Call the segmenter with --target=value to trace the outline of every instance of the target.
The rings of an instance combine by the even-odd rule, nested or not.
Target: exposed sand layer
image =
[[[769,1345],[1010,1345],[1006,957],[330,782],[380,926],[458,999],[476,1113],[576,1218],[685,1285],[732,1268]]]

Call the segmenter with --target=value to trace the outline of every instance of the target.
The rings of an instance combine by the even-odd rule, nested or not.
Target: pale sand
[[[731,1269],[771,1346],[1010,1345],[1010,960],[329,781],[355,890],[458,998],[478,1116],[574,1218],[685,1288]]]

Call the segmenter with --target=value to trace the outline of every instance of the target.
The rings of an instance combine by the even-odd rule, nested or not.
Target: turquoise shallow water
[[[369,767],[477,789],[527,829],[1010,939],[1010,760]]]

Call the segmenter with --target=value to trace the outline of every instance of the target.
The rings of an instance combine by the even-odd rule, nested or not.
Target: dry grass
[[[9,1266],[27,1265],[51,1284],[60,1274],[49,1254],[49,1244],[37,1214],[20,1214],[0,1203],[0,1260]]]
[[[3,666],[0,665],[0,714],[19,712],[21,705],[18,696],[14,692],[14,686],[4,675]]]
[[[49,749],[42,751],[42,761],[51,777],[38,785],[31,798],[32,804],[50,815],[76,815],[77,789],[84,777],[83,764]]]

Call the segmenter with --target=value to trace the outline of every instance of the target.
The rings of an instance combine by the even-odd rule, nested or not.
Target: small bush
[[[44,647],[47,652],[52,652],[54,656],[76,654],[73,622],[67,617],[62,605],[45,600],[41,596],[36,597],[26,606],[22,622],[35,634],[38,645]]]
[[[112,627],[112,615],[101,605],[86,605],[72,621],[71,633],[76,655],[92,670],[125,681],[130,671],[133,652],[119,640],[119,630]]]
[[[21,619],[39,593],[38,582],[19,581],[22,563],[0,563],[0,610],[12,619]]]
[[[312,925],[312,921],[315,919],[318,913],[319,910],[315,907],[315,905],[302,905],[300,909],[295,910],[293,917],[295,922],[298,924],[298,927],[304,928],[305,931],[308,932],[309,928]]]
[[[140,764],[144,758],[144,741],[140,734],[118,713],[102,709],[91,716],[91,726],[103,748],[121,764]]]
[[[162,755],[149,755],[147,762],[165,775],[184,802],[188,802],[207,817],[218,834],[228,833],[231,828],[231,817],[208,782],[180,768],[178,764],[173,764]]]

^^^^

WORK INSTRUCTION →
Go through the records and set each one down again, unchanged.

EXERCISE RESPONSE →
Call the segmenter with --target=value to trace the outline of every instance of the target.
The rings of an instance combine by the even-odd rule, nested or not.
Target: exposed sand layer
image =
[[[769,1345],[1010,1345],[1006,957],[330,782],[380,926],[458,999],[476,1113],[576,1218],[685,1285],[732,1268]]]

Call the segmenter with --target=value to trace the outline of every instance of the target.
The rings of an instance combine by the even-odd rule, nested or not.
Target: pale sand
[[[731,1269],[771,1346],[1010,1345],[1010,960],[329,781],[355,890],[458,998],[478,1116],[574,1218],[685,1288]]]

Call the segmenter with --target=value to trace the outline of every instance of the target.
The rings of an instance combine by the even-odd rule, nested or not.
Target: turquoise shallow water
[[[369,767],[477,789],[527,829],[1010,939],[1010,760]]]

Call the segmenter with --target=value to trace the outline of every instance of the target.
The rings of an instance combine by the even-odd rule, nested or not.
Target: dry grass
[[[9,1266],[27,1265],[51,1284],[60,1274],[49,1254],[49,1244],[37,1214],[20,1214],[0,1203],[0,1260]]]
[[[3,666],[0,665],[0,714],[19,712],[21,705],[18,696],[14,692],[14,686],[4,675]]]
[[[49,749],[42,751],[42,761],[51,777],[38,785],[31,798],[32,804],[50,815],[76,815],[77,789],[84,777],[83,764]]]

Call the segmenter with --target=value to trace the outline of every instance of the target.
The rings of an instance combine by the even-odd rule, nested or not.
Target: small bush
[[[44,647],[47,652],[52,652],[54,656],[76,654],[73,622],[67,617],[62,605],[45,600],[41,596],[36,597],[26,606],[22,622],[35,634],[38,645]]]
[[[112,627],[112,615],[101,605],[86,605],[72,621],[71,633],[76,655],[92,670],[125,681],[130,671],[133,652],[119,640],[119,630]]]
[[[21,619],[39,593],[38,582],[19,581],[22,563],[0,563],[0,610],[12,619]]]
[[[312,925],[312,921],[315,919],[318,913],[319,910],[315,907],[315,905],[302,905],[300,909],[295,910],[293,917],[295,922],[298,924],[298,927],[304,928],[305,931],[308,932],[309,928]]]
[[[140,764],[144,758],[144,741],[140,734],[118,713],[102,709],[91,716],[91,726],[103,748],[121,764]]]
[[[162,755],[149,755],[147,762],[165,775],[184,802],[188,802],[207,817],[218,834],[228,833],[231,828],[231,817],[208,782],[180,768],[178,764],[173,764]]]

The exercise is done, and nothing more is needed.